>> begin

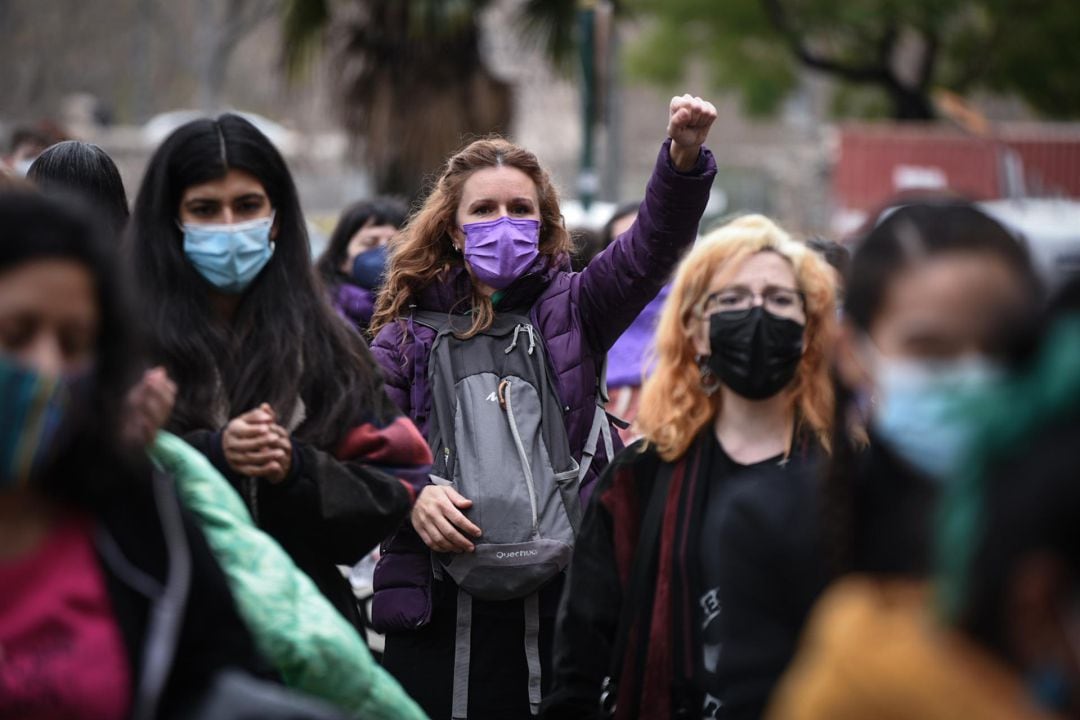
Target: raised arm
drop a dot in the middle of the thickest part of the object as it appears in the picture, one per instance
(624, 277)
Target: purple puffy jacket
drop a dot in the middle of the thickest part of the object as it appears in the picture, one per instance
(579, 315)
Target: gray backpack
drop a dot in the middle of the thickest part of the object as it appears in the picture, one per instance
(498, 437)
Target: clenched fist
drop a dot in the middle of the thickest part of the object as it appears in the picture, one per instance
(688, 126)
(255, 445)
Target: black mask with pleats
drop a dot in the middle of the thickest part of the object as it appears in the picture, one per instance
(754, 352)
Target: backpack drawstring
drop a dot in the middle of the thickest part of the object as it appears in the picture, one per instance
(529, 331)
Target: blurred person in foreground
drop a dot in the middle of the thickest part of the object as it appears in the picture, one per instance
(86, 172)
(997, 635)
(112, 605)
(933, 291)
(741, 393)
(354, 261)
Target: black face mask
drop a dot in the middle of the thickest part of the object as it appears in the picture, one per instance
(755, 353)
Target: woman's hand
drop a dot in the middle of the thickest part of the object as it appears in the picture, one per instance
(149, 404)
(440, 522)
(688, 127)
(254, 445)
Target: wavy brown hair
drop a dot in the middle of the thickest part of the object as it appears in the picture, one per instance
(674, 407)
(423, 252)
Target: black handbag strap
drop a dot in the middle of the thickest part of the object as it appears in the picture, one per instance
(640, 588)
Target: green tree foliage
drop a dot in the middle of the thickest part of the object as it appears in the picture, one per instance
(410, 79)
(899, 50)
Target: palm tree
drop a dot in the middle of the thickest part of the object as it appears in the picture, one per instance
(409, 75)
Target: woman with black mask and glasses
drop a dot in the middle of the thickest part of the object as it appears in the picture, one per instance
(932, 290)
(740, 393)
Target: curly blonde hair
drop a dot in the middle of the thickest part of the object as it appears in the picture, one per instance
(423, 252)
(674, 407)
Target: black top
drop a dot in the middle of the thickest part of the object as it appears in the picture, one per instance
(133, 552)
(723, 478)
(778, 564)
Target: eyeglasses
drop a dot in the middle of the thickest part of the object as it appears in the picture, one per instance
(777, 300)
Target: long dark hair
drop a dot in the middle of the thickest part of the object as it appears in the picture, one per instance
(378, 211)
(95, 463)
(909, 234)
(284, 344)
(88, 172)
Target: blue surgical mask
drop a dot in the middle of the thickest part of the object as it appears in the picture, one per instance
(229, 256)
(34, 407)
(368, 268)
(921, 409)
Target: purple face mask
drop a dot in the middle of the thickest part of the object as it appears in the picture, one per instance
(499, 252)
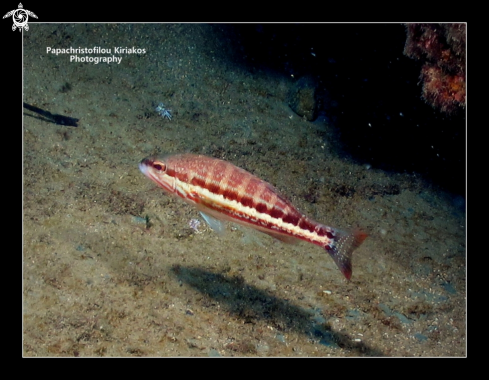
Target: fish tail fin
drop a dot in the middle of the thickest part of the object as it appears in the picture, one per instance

>> end

__Goal__.
Arrange every line of the listing above as a numbered list, omitting blank lines. Leave the pictures out of the answer.

__Worked solution__.
1. Target: raised arm
2. drop a dot in the middle of the thickest part of the object as it appears in the picture, one per instance
3. (624, 277)
4. Target: purple puffy jacket
5. drop a dot in the middle of the thickest part of the object as it appears in the picture, one per instance
6. (579, 315)
7. Target: gray backpack
8. drop a dot in the middle of the thickest part of the object as it appears in the picture, one per instance
9. (498, 437)
10. Target: clenched fist
11. drop a dot in the middle of the thickest part of the object as it appears in the picture, one per instance
12. (688, 126)
13. (255, 445)
14. Target: black mask with pleats
15. drop a dot in the middle of the thickest part of the object as it appears in the picture, one per instance
16. (754, 352)
17. Target: backpack drawstring
18. drop a dot in the middle of the thickest part of the object as it appears in the picture, one per instance
19. (529, 331)
20. Target: blurred person in foreground
21. drop a dot in the middle of the thickest part of the object as it appears in the picture, one per instance
22. (86, 172)
23. (997, 635)
24. (112, 605)
25. (933, 291)
26. (741, 393)
27. (354, 261)
28. Target: black face mask
29. drop a dot in the middle of the thickest part of the object as it appears in the picture, one per instance
30. (755, 353)
31. Target: woman's hand
32. drop a dot in the middle of the thickest part of the object as it appears in the picture, one per instance
33. (149, 404)
34. (440, 522)
35. (688, 127)
36. (254, 445)
37. Target: wavy brown hair
38. drop a dot in the middle of the thickest part of the object as it appears in the picture, one per instance
39. (674, 407)
40. (423, 252)
41. Target: black handbag strap
42. drop a dot in the middle of the thickest part of the object as it appears in the picture, one per instance
43. (640, 588)
44. Target: green tree foliage
45. drop a dot in the middle of the thickest part of the object as it appears in the picture, one per instance
46. (410, 79)
47. (899, 50)
48. Target: palm tree
49. drop a dot in the middle of the thickest part of the object as it appears in the picture, one per instance
50. (409, 75)
51. Target: woman with black mask and glasses
52. drop a dot in the middle of the thickest part of the object as it appears in the picture, one per instance
53. (932, 290)
54. (740, 393)
55. Target: curly blonde hair
56. drop a dot in the middle of the thickest part of the object as it appears in the picture, one per instance
57. (423, 252)
58. (674, 407)
59. Target: black top
60. drop a dot in the middle of the thickest part of the object as it appears in the picture, one per instance
61. (133, 552)
62. (723, 478)
63. (778, 564)
64. Target: eyeglasses
65. drop a dot in the middle of the thickest part of the object as it appears in the picture, one per instance
66. (777, 300)
67. Target: long dark hair
68. drop a dot in the middle of the thickest part of the object as it appears in the picture, one per instance
69. (378, 211)
70. (95, 463)
71. (909, 234)
72. (284, 344)
73. (88, 172)
74. Target: blue surgical mask
75. drop a dot in the middle of the thickest part of the object as it appears in the picture, one per instance
76. (229, 256)
77. (34, 407)
78. (368, 268)
79. (921, 409)
80. Target: purple face mask
81. drop a dot in the middle of the thickest part of the object as it appears in the picture, one per instance
82. (499, 252)
83. Target: fish tail fin
84. drop a dot in the middle of the thickest part of the object as it appears in the picture, one per instance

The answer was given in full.